> Items
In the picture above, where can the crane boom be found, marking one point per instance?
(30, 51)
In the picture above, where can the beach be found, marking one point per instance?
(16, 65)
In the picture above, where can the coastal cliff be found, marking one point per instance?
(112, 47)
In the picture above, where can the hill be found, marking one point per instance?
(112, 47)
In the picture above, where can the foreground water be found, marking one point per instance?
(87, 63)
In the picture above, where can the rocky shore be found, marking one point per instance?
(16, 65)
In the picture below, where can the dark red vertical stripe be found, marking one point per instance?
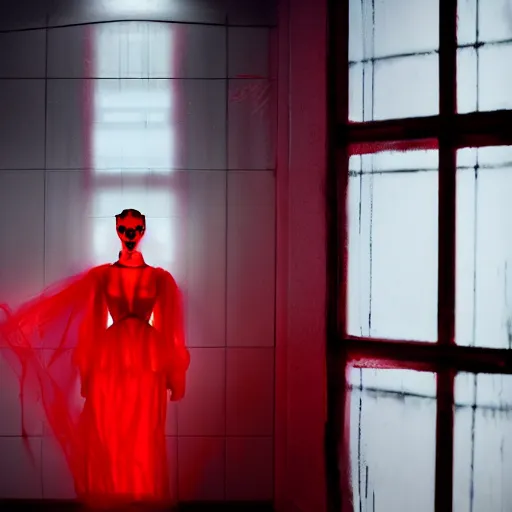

> Exercise details
Multiply every point coordinate in the answers by 0.8 and round each result to a whole number, with halves going up. Then write out all of the records again, requests included, with the rescaled answers and without the pictures.

> The completed task
In the picture above, where can the crane boom be found, marking one point per instance?
(24, 41)
In the picture above, where can the beach be found, marking one point per instance?
(13, 52)
In the picture above, where can the coastal cliff be found, marking one point per instance?
(90, 38)
In the picture above, where can the hill be found, marking one point per instance?
(90, 38)
In the picture above, where can the foreground water be found, marking one point per instance?
(70, 50)
In the picture above, where can the rocky shore be found, marking one point per instance?
(13, 52)
In the picture below, where can the dark red vertical stripe be found, marking one point per instance?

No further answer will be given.